Text-to-region grounding data
Content starts

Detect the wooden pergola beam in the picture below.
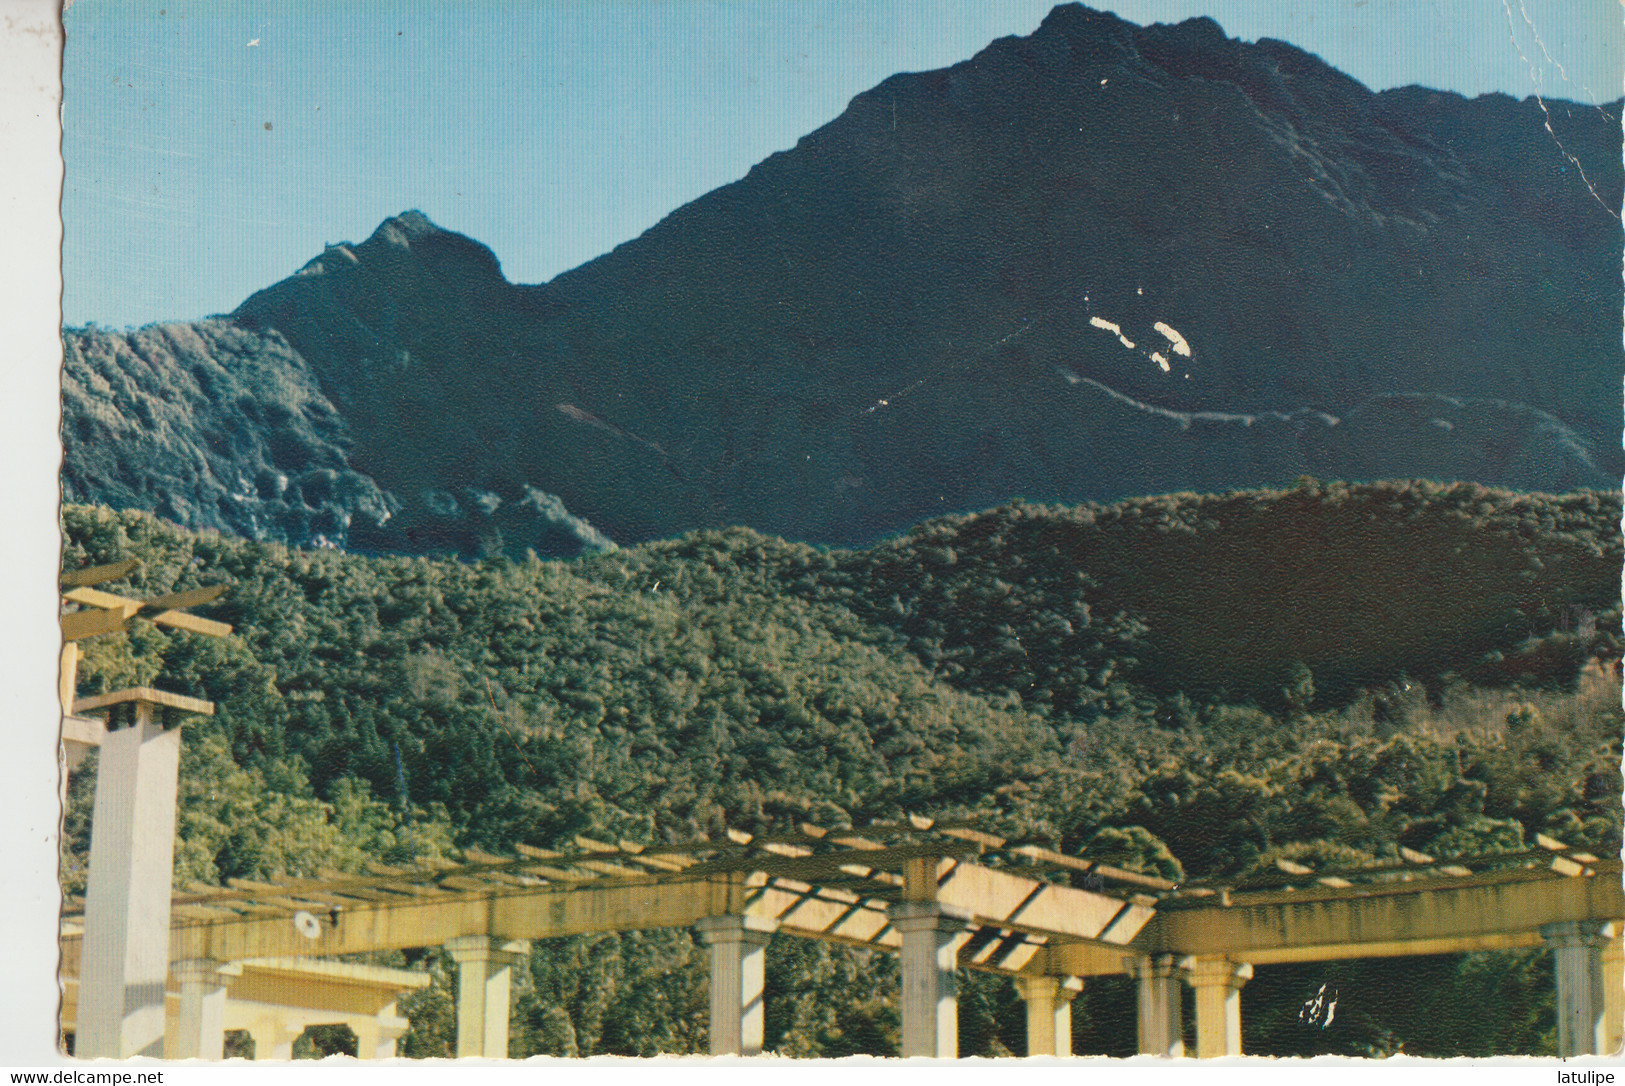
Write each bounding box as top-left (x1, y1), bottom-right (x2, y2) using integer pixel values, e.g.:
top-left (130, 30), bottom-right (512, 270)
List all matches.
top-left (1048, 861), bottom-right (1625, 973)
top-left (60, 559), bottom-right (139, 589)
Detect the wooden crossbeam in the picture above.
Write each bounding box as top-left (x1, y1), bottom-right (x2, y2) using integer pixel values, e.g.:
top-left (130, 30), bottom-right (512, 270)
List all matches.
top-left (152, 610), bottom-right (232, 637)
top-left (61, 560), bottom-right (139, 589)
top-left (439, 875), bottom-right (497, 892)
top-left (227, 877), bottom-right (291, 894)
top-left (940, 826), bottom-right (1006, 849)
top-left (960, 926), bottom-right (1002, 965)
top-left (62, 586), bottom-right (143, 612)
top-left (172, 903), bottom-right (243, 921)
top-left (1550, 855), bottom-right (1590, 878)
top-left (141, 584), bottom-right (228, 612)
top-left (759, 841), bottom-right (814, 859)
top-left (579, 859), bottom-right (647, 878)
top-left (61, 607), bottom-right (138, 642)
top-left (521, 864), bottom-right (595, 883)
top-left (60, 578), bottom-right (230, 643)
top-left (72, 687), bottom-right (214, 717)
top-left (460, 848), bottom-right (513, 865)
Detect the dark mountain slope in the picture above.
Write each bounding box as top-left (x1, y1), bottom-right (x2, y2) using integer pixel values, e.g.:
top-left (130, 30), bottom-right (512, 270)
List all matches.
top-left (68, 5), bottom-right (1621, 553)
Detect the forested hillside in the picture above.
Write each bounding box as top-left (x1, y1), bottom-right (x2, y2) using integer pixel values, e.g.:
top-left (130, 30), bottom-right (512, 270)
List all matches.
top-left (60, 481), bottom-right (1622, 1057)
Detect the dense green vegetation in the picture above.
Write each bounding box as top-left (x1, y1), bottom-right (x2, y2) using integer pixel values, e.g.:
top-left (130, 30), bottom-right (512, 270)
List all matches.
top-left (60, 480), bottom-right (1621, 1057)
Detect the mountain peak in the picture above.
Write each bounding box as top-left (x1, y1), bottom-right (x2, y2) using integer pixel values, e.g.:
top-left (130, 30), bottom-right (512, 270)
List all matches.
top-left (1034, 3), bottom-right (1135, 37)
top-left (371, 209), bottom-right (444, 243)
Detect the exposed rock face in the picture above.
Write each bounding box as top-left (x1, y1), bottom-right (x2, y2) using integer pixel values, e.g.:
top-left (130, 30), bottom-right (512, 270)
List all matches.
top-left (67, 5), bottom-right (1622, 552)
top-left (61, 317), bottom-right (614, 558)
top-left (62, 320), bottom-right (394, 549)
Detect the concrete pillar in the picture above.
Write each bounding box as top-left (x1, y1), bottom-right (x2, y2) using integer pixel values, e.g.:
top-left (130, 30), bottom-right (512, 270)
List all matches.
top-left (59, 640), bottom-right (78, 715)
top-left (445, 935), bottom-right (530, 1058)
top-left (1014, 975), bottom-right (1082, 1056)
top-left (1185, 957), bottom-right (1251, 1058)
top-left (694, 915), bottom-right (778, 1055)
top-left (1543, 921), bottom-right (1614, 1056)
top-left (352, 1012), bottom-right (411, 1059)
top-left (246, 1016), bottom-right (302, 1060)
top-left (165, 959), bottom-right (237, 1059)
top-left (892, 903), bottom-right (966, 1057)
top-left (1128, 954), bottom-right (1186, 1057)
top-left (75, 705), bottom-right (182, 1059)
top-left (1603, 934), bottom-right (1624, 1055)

Content ends

Print out every record above exactly as given. Do not include the pictures.

Detect the wooden pergola beam in the picture below.
Write each bounding box as top-left (x1, y1), bottom-right (x2, y2) using integer pixel values, e.g.:
top-left (130, 30), bottom-right (512, 270)
List all matches.
top-left (1048, 861), bottom-right (1625, 973)
top-left (60, 559), bottom-right (139, 589)
Detect the wooden crossbeam in the picture above.
Write each bounding box as top-left (x1, y1), bottom-right (x2, y2) using integer pixel values, e.g.:
top-left (130, 30), bottom-right (512, 270)
List all matches.
top-left (152, 610), bottom-right (232, 637)
top-left (61, 560), bottom-right (139, 589)
top-left (439, 875), bottom-right (497, 892)
top-left (227, 877), bottom-right (291, 894)
top-left (940, 826), bottom-right (1006, 849)
top-left (960, 926), bottom-right (1002, 965)
top-left (62, 586), bottom-right (143, 612)
top-left (172, 903), bottom-right (243, 921)
top-left (1550, 855), bottom-right (1590, 878)
top-left (141, 584), bottom-right (228, 612)
top-left (759, 841), bottom-right (814, 859)
top-left (579, 859), bottom-right (647, 878)
top-left (61, 607), bottom-right (138, 642)
top-left (521, 864), bottom-right (595, 883)
top-left (60, 578), bottom-right (230, 643)
top-left (72, 687), bottom-right (214, 717)
top-left (460, 848), bottom-right (513, 865)
Detect the dark mountain slope in the picture above.
Write each bounding box as top-left (x1, y1), bottom-right (x2, y2) using integer pixel values, e.g.:
top-left (130, 30), bottom-right (512, 270)
List all matches.
top-left (68, 5), bottom-right (1621, 553)
Detect the forested hillside in the picture above.
Write each bounding box as top-left (x1, y1), bottom-right (x2, y2) using integer pixel values, e.g.:
top-left (130, 30), bottom-right (512, 270)
List all matches.
top-left (60, 481), bottom-right (1622, 1057)
Detect the dense green vegetation in the picture above.
Write each bounding box as top-left (x1, y1), bottom-right (x2, y2) using integer pixel values, e.g.:
top-left (130, 30), bottom-right (512, 270)
List all matches.
top-left (60, 480), bottom-right (1621, 1057)
Detect the mountain peak in the picture above.
Write each bounding box as top-left (x1, y1), bottom-right (x2, y2) using integer pixel values, e.g.:
top-left (130, 30), bottom-right (512, 270)
List all matches.
top-left (1034, 3), bottom-right (1135, 37)
top-left (371, 209), bottom-right (444, 243)
Detect the exposed rock face in the picture above.
Write each bounding box as top-left (x1, y1), bottom-right (x2, y2) using integer pixel values, e.g.:
top-left (130, 30), bottom-right (512, 270)
List all matches.
top-left (67, 5), bottom-right (1622, 552)
top-left (61, 317), bottom-right (614, 558)
top-left (62, 320), bottom-right (394, 549)
Detect the concrete pillar in the picture above.
Write each bounding box as top-left (x1, y1), bottom-right (x2, y2) using integer pixel values, e.g.:
top-left (130, 30), bottom-right (512, 270)
List all matches.
top-left (59, 640), bottom-right (78, 715)
top-left (445, 935), bottom-right (530, 1058)
top-left (1014, 975), bottom-right (1082, 1056)
top-left (1185, 957), bottom-right (1251, 1058)
top-left (694, 915), bottom-right (778, 1055)
top-left (1543, 921), bottom-right (1614, 1056)
top-left (352, 1012), bottom-right (411, 1059)
top-left (246, 1016), bottom-right (302, 1060)
top-left (165, 959), bottom-right (237, 1059)
top-left (892, 903), bottom-right (966, 1057)
top-left (1128, 954), bottom-right (1186, 1057)
top-left (75, 705), bottom-right (182, 1059)
top-left (1603, 934), bottom-right (1624, 1055)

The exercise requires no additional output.